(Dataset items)
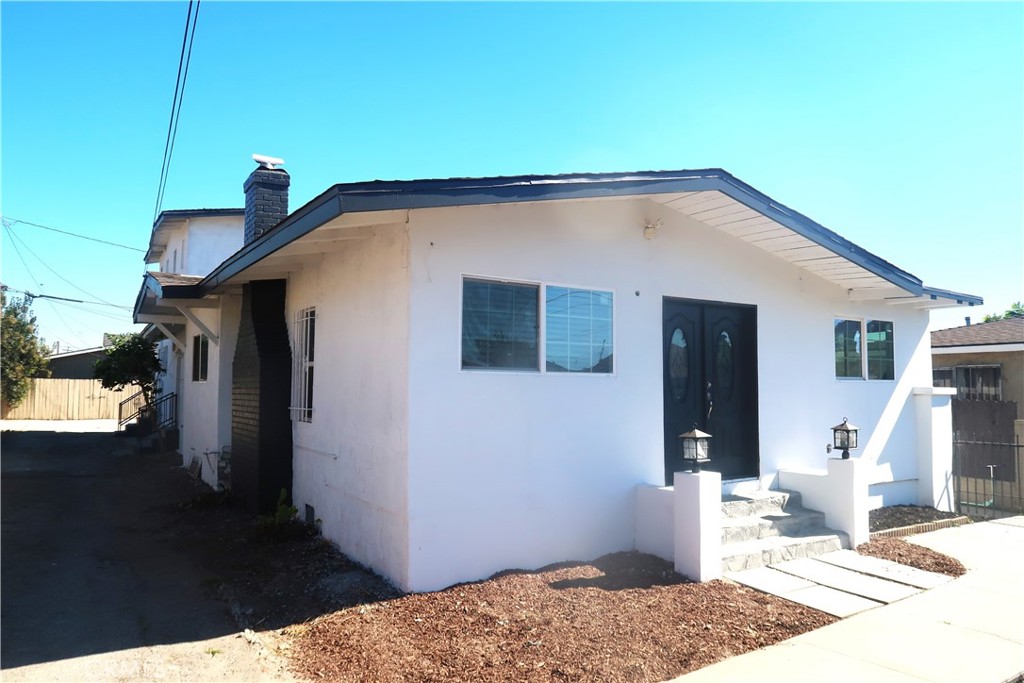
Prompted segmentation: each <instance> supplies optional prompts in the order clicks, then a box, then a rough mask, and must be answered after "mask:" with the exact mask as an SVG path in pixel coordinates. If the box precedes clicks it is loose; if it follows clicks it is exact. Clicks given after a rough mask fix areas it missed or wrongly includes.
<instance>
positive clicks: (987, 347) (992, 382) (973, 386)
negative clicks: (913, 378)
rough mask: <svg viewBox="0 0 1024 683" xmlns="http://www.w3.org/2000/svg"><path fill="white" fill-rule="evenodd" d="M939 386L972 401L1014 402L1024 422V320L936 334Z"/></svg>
mask: <svg viewBox="0 0 1024 683" xmlns="http://www.w3.org/2000/svg"><path fill="white" fill-rule="evenodd" d="M932 377H933V378H934V381H935V386H939V387H953V388H955V389H956V397H957V398H964V399H968V400H1012V401H1015V402H1016V403H1017V419H1018V420H1021V419H1024V317H1008V318H1006V319H1002V321H993V322H992V323H978V324H976V325H966V326H964V327H959V328H951V329H949V330H938V331H936V332H933V333H932Z"/></svg>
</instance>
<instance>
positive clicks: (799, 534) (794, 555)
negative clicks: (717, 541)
mask: <svg viewBox="0 0 1024 683" xmlns="http://www.w3.org/2000/svg"><path fill="white" fill-rule="evenodd" d="M800 503H801V500H800V494H798V493H795V492H783V490H770V492H763V493H759V494H755V495H753V496H725V497H723V498H722V571H723V572H729V571H739V570H741V569H753V568H755V567H761V566H767V565H769V564H774V563H776V562H783V561H785V560H795V559H800V558H804V557H817V556H818V555H823V554H825V553H830V552H833V551H836V550H841V549H843V548H849V547H850V541H849V538H848V537H847V535H846V533H844V532H842V531H836V530H834V529H830V528H828V527H826V526H825V516H824V513H821V512H818V511H816V510H808V509H806V508H804V507H802V506H801V504H800Z"/></svg>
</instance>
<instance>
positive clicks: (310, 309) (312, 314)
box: [292, 307, 316, 422]
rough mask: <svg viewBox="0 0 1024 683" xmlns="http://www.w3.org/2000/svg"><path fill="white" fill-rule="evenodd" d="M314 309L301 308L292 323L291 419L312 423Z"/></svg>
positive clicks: (312, 398) (314, 316)
mask: <svg viewBox="0 0 1024 683" xmlns="http://www.w3.org/2000/svg"><path fill="white" fill-rule="evenodd" d="M315 337H316V309H315V308H313V307H310V308H303V309H302V310H300V311H299V312H298V313H296V315H295V319H294V321H293V322H292V362H293V369H292V419H293V420H296V421H298V422H312V421H313V349H314V347H315Z"/></svg>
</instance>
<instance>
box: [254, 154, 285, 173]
mask: <svg viewBox="0 0 1024 683" xmlns="http://www.w3.org/2000/svg"><path fill="white" fill-rule="evenodd" d="M253 161H254V162H256V163H257V164H259V165H260V166H261V167H263V168H266V169H270V170H272V169H275V168H278V167H279V166H284V165H285V160H284V159H278V158H276V157H267V156H266V155H253Z"/></svg>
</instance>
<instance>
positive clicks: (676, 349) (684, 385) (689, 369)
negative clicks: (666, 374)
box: [669, 328, 690, 403]
mask: <svg viewBox="0 0 1024 683" xmlns="http://www.w3.org/2000/svg"><path fill="white" fill-rule="evenodd" d="M689 380H690V351H689V348H688V346H687V344H686V335H684V334H683V331H682V330H680V329H679V328H676V329H675V330H674V331H673V332H672V342H671V343H670V344H669V385H670V386H671V387H672V395H673V397H674V398H675V399H676V402H677V403H682V402H683V401H684V400H686V385H687V384H688V383H689Z"/></svg>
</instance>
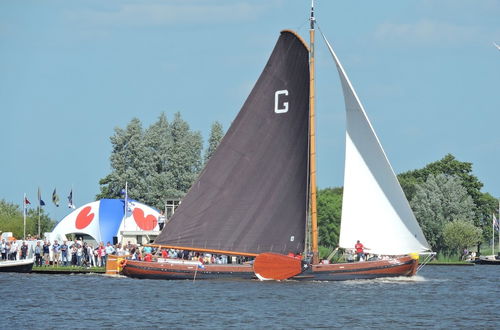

### PROBLEM REQUIREMENTS
Copy out all the data above exactly as written. Skip the pictures.

### ANSWER TO THIS TASK
Prompted segmentation: each <instance> supplies optional prompts in the order clicks, then a box, then a rough mask, and must be answered after "mask:" with the exact mask as an SVG path in pixel coordinates. If the box precedes clicks it is loose; if it follows clicks it is exact. Clicks given after a rough mask fix areas it missed or wrongly includes.
<instance>
positive clicks: (987, 347) (992, 382) (973, 386)
negative clicks: (913, 378)
rough mask: <svg viewBox="0 0 1024 683" xmlns="http://www.w3.org/2000/svg"><path fill="white" fill-rule="evenodd" d="M939 386L972 401L1014 402L1024 422V320L936 334Z"/></svg>
mask: <svg viewBox="0 0 1024 683" xmlns="http://www.w3.org/2000/svg"><path fill="white" fill-rule="evenodd" d="M932 377H933V378H934V381H935V386H939V387H953V388H955V389H956V397H957V398H964V399H968V400H1012V401H1015V402H1016V403H1017V419H1018V420H1021V419H1024V317H1008V318H1006V319H1002V321H993V322H992V323H978V324H976V325H966V326H964V327H959V328H951V329H949V330H938V331H936V332H933V333H932Z"/></svg>
</instance>
<instance>
positive clicks: (799, 534) (794, 555)
negative clicks: (717, 541)
mask: <svg viewBox="0 0 1024 683" xmlns="http://www.w3.org/2000/svg"><path fill="white" fill-rule="evenodd" d="M800 503H801V500H800V494H798V493H795V492H783V490H770V492H763V493H759V494H755V495H753V496H725V497H723V498H722V571H723V572H729V571H739V570H741V569H753V568H755V567H761V566H767V565H769V564H774V563H776V562H783V561H785V560H795V559H800V558H804V557H817V556H818V555H823V554H825V553H830V552H833V551H836V550H841V549H843V548H849V547H850V541H849V538H848V537H847V535H846V533H844V532H842V531H836V530H834V529H830V528H828V527H826V526H825V516H824V513H821V512H818V511H816V510H808V509H806V508H804V507H802V506H801V504H800Z"/></svg>
</instance>
<instance>
positive clicks: (310, 309) (312, 314)
box: [292, 307, 316, 422]
rough mask: <svg viewBox="0 0 1024 683" xmlns="http://www.w3.org/2000/svg"><path fill="white" fill-rule="evenodd" d="M314 309L301 308L292 323L291 419L312 423Z"/></svg>
positive clicks: (312, 398) (314, 316)
mask: <svg viewBox="0 0 1024 683" xmlns="http://www.w3.org/2000/svg"><path fill="white" fill-rule="evenodd" d="M315 337H316V309H315V308H313V307H310V308H303V309H302V310H300V311H299V312H298V313H296V315H295V319H294V321H293V322H292V362H293V369H292V419H293V420H296V421H298V422H312V421H313V349H314V347H315Z"/></svg>
</instance>
<instance>
box: [254, 154, 285, 173]
mask: <svg viewBox="0 0 1024 683" xmlns="http://www.w3.org/2000/svg"><path fill="white" fill-rule="evenodd" d="M253 161H254V162H256V163H257V164H259V165H260V166H261V167H263V168H266V169H270V170H272V169H275V168H278V167H279V166H284V165H285V160H284V159H278V158H276V157H267V156H266V155H253Z"/></svg>
</instance>
<instance>
positive clicks: (676, 349) (684, 385) (689, 369)
negative clicks: (666, 374)
box: [669, 328, 690, 403]
mask: <svg viewBox="0 0 1024 683" xmlns="http://www.w3.org/2000/svg"><path fill="white" fill-rule="evenodd" d="M689 380H690V351H689V348H688V346H687V344H686V335H684V334H683V331H682V330H680V329H679V328H676V329H675V330H674V331H673V332H672V342H671V343H670V344H669V385H670V386H671V387H672V395H673V397H674V398H675V399H676V402H677V403H682V402H683V401H684V400H686V385H687V384H688V383H689Z"/></svg>
</instance>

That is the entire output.